__Aim of the exercise__
Your answer must consist of the lines running from the one that holds "Can you see the bear cub" to the end of the data, copied exactly.
-- Dataset entries follows --
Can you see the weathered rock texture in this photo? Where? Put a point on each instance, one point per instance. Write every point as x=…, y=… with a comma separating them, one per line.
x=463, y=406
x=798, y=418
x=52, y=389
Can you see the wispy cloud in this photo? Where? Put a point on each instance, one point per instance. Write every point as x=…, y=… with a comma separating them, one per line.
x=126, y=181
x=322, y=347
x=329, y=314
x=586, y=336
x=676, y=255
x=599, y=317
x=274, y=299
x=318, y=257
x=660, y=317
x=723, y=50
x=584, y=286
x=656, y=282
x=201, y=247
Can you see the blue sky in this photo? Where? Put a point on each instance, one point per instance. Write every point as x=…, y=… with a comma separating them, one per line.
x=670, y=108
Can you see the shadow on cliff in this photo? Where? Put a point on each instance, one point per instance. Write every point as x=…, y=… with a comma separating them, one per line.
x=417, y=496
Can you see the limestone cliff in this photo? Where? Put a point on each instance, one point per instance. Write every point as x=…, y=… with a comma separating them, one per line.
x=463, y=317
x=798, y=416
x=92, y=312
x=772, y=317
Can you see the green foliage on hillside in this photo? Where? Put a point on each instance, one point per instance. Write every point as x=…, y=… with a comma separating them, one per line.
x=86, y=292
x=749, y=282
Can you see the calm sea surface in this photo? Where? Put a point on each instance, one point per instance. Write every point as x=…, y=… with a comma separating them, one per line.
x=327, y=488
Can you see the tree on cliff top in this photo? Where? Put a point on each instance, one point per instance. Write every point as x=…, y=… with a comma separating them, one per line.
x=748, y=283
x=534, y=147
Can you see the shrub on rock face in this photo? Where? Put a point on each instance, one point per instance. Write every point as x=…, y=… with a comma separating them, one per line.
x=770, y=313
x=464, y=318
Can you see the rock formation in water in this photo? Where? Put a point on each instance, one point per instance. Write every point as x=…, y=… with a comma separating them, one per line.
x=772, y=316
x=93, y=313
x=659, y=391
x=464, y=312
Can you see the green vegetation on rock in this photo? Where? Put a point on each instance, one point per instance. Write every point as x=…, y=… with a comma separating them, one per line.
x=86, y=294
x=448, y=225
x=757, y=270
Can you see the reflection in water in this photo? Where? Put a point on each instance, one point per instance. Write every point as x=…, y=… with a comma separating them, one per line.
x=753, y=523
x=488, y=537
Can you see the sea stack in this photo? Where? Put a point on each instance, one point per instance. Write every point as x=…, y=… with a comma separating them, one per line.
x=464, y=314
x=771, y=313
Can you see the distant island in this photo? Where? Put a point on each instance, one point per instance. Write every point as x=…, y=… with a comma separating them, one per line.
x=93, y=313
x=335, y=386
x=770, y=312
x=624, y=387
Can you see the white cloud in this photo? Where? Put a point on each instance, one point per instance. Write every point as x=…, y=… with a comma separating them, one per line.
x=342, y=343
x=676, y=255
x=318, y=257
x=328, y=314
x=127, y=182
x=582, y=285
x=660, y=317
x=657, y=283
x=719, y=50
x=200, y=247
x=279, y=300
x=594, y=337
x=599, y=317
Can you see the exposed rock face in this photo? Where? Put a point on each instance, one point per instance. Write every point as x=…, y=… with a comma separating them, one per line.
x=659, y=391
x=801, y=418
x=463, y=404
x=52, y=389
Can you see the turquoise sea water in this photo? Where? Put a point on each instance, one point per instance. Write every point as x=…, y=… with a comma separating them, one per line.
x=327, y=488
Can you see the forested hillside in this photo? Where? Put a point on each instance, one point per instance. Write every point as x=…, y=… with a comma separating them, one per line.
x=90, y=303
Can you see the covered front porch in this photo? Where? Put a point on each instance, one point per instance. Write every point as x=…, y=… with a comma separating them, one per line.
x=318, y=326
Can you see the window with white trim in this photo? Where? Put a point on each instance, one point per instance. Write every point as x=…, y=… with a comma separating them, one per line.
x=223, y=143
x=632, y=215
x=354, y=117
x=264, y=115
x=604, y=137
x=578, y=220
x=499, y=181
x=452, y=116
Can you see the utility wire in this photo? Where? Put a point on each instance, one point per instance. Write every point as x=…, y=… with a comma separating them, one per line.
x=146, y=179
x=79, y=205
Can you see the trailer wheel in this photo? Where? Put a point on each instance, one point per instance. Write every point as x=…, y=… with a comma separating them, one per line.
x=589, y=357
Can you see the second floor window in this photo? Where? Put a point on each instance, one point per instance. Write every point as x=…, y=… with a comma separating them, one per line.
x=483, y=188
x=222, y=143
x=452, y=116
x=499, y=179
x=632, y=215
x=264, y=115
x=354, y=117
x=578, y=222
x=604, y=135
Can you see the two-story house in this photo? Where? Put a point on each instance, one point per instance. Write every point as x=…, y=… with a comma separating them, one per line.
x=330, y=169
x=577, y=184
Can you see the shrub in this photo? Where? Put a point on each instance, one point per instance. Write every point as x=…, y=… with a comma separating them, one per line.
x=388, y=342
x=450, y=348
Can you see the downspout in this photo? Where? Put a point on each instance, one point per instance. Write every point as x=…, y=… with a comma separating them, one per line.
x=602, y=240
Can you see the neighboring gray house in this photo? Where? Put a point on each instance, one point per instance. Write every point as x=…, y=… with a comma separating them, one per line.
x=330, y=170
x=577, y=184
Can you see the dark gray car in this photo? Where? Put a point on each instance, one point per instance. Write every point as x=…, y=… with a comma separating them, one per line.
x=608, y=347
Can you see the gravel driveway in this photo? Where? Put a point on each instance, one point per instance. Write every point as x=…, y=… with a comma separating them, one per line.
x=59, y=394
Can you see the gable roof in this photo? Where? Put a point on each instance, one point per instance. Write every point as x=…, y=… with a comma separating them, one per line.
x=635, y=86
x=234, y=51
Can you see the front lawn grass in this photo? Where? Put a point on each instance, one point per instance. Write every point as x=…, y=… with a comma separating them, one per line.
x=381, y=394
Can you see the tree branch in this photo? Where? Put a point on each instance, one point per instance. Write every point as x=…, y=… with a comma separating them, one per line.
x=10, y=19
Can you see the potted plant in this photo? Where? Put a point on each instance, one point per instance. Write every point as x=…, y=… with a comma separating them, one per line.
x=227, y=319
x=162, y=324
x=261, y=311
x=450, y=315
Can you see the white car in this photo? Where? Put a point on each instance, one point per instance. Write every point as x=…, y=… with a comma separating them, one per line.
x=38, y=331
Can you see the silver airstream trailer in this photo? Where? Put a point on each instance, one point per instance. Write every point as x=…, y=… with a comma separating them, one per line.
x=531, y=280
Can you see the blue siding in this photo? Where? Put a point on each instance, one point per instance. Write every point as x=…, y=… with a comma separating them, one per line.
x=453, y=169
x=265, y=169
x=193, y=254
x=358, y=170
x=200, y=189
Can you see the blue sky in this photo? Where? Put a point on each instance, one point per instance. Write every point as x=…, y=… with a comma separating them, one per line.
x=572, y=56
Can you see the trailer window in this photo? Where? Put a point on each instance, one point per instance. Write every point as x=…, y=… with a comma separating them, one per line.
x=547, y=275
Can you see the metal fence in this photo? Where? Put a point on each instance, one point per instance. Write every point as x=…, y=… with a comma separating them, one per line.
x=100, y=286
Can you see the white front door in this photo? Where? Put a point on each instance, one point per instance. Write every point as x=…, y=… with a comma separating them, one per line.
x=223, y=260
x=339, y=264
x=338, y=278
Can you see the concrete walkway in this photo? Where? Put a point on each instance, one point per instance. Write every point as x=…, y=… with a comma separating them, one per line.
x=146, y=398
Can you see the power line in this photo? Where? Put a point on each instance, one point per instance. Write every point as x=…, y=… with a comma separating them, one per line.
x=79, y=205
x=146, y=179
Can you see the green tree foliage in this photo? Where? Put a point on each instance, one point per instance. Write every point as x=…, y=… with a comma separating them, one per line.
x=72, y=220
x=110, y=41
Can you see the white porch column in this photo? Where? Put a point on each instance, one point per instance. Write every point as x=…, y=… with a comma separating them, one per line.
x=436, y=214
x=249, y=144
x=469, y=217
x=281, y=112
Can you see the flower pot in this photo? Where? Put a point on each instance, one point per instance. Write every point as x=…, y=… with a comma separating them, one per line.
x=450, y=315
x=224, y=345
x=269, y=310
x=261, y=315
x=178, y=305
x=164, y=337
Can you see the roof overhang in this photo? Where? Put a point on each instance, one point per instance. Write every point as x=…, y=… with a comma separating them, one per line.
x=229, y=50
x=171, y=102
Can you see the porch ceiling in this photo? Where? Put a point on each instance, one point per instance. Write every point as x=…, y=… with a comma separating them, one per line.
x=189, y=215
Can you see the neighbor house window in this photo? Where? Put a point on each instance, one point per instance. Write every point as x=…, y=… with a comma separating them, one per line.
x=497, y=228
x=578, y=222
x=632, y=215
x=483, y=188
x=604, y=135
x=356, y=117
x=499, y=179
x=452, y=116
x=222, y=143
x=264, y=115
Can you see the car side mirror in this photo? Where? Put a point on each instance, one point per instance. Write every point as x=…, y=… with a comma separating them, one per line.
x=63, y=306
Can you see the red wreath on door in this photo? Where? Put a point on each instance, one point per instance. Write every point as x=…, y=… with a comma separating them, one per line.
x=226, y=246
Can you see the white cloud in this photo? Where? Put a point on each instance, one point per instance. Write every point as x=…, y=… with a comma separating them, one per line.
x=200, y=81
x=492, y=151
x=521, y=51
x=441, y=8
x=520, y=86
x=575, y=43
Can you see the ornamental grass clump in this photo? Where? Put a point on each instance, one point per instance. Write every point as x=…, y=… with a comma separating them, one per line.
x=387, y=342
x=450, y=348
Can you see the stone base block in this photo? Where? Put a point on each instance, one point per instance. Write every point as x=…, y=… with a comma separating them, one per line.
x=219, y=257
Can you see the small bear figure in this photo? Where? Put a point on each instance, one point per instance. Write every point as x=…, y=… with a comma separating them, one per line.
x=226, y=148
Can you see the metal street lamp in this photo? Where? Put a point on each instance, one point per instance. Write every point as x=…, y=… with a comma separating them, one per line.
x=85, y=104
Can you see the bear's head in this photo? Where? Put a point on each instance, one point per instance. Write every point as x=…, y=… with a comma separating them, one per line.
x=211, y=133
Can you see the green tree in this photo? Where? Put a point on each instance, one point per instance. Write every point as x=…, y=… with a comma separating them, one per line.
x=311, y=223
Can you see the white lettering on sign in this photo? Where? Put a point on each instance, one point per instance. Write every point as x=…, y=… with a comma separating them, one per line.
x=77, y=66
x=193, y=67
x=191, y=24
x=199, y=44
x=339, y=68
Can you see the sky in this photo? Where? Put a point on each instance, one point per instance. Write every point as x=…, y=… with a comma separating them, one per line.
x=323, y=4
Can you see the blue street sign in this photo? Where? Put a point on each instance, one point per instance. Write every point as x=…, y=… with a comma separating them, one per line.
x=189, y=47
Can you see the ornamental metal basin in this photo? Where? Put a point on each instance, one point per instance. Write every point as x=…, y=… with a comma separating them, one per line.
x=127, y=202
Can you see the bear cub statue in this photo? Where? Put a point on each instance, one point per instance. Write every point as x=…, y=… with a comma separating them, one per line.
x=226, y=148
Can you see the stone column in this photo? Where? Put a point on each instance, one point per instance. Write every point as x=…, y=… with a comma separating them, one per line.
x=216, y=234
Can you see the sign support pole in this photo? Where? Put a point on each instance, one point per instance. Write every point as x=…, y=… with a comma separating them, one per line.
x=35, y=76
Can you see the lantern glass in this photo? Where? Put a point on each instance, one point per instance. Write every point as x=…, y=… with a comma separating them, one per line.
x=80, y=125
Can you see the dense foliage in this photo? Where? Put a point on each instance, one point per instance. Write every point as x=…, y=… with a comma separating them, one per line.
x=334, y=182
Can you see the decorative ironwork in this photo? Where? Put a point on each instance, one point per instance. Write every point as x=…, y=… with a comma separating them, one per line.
-- Dataset entries concluded --
__Written reply__
Can you see the bear cub statue in this photo? Where? Put a point on each instance, one point per instance. Write every point as x=…, y=… with a comma separating them, one per line.
x=226, y=148
Can you see the stone column in this photo? Where? Put a point on each instance, one point per instance. Write every point as x=…, y=… with a comma separating them, one per line.
x=216, y=234
Can you see the sign support pole in this photo? Where? Put a point on each instance, one point per instance. Write every point as x=…, y=… with a comma separating them, one per line.
x=35, y=76
Can you see the lantern glass in this photo? Where? Put a point on each instance, one point per instance. Write every point as x=…, y=… with a comma separating them, one per line.
x=80, y=125
Can you see the dense foliage in this photo? Where? Put a point on each instance, one point per instance. Write every point as x=…, y=… with a comma separating them, one per line.
x=334, y=182
Can you see the decorative ironwork in this photo? Where? Put a point on each instance, one point per instance. Write every point as x=…, y=… with a comma separating them, one per line.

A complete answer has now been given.